İstenenler –
(A) Verilen metne göre hayal kurmak için hangi içki içiliyor?
(B) Verilen metinde en çok mutlu edeceği ve duyulmak istendiği belirtilen cümlelerin hepsi hangileridir?

Verilen Metin –
******************************

30 Mayıs 2025 Cuma

WOT KEN AY DU EVRİBADİ SHUMTAYMZ

Mayıs’ı boş geçemezdim, nasıl sevdiğimi bilirsin. Sonu da olsa, bak yetiştim işte. Seni özledim, bilsen. Bilmezsin ki. Aptal. Aptalsan da, benim aptalımsın işte. Napim. Serseri. Seviyorum seni. 

Mayıs 🌹

İyilik güzellik. Kendi yolumdayım. Hayal kurmak için şarap, zaman kavramını unutmak içinse tekila içiyorum bu ara. Artık geç yatsam da, erken kalkıyorum. Eskisi gibi uyuyamıyorum. Akıl sağlığımı iş için feda etmeyi bıraktım. Her şeye çılgınca yetişmeye çalışmıyorum. Mutfak sandalyesinde oturuyorum. Çevremi azalttım. Türk kahvesini çok sevmeye başladım. Kimseyle polemiğe girmiyorum, buna gücüm yok. 

Mayıs 🌹

Artık uyumlu olmadığım arkadaşlıklarda da kalmıyorum. İyi olmadığım halde iyiymişim gibi davranmıyorum. Kupa yedilisi ile takılıyoruz. Görseli çok şenlikli; defne çelengi, kule, hazine ve ejderha. Diğer adı, aşk hanesinde hayal kırıklığı. Kahvemin köpüğünde kalp şekli var mesela şu an, önceden olsa fotoğrafını çekerdim. Şimdi  ‘ehh s*kerler!' deyip hüpleticem.

Mayıs 🌹

Beni en çok mutlu edecek, duymak istediğim cümleler ise şöyle sıralanıyor: 'Ne güzel zayıflamışsın!', 'Parayı bulunca değiştin!', 'Yaşını hiç göstermiyorsun!', 'Ne çok gezdin be, allahsız!'. Bir yerlerde, birisi, karşılaştığı her insanda beni arıyor mudur? Buna her şeye rağmen inanmak istiyorum. 

Mayıs 🌹

Satın alınamayan şeyleri hala seviyorum, deniz gibi, gökyüzü gibi, güneşli bir gün gibi. Her allahın günü yağmur yağıyor. Yağmurda yürümeyi seviyorum. Her gün yağmurdan sonra, 'iyi ki camları silmemişim' diyorum. Böyle diye diye 3 ay oldu. Bakalım nereye kadar gidecek.

******************************

Verilen Bilgiler –
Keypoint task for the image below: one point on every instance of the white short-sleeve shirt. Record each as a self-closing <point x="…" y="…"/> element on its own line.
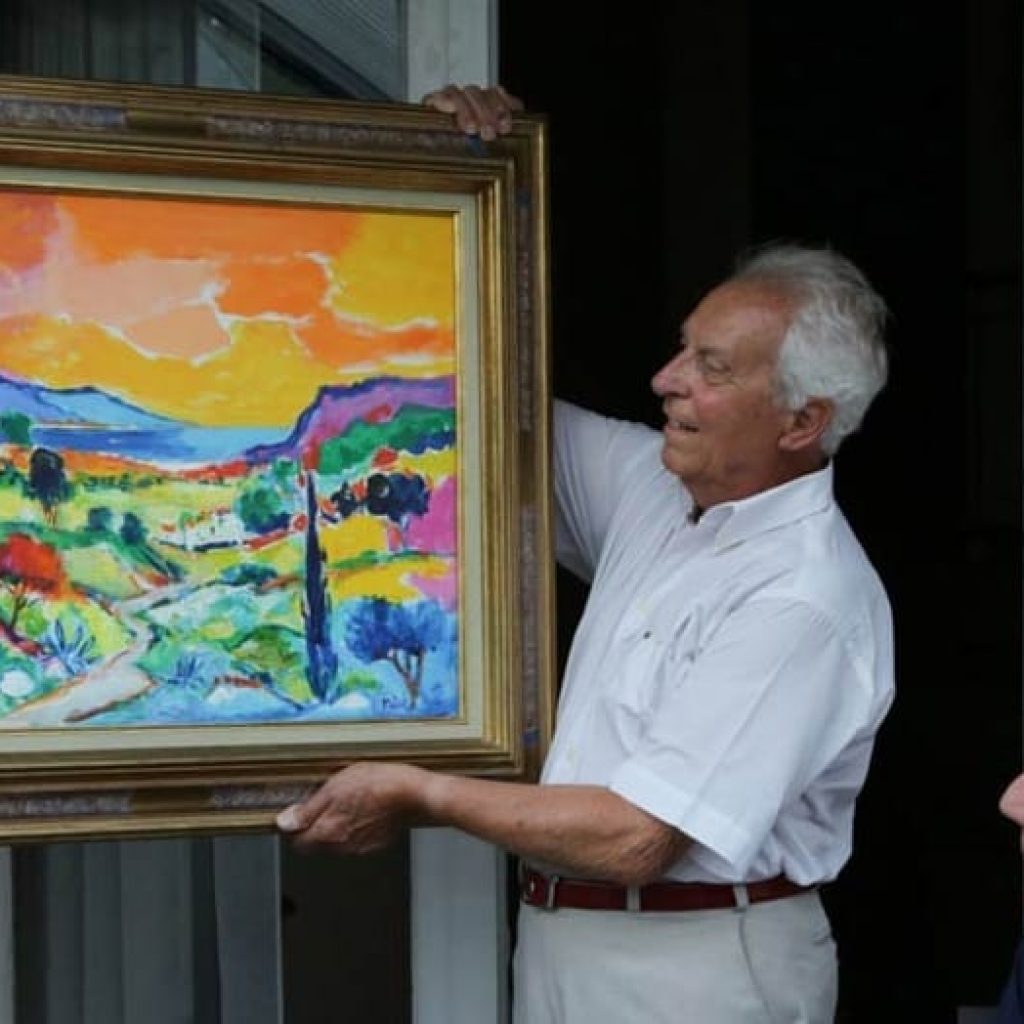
<point x="727" y="676"/>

******************************

Soruların Cevapları –
(A) Şarap.

(B)
'Ne güzel zayıflamışsın!'
'Parayı bulunca değiştin!'
'Yaşını hiç göstermiyorsun!'
'Ne çok gezdin be, allahsız!'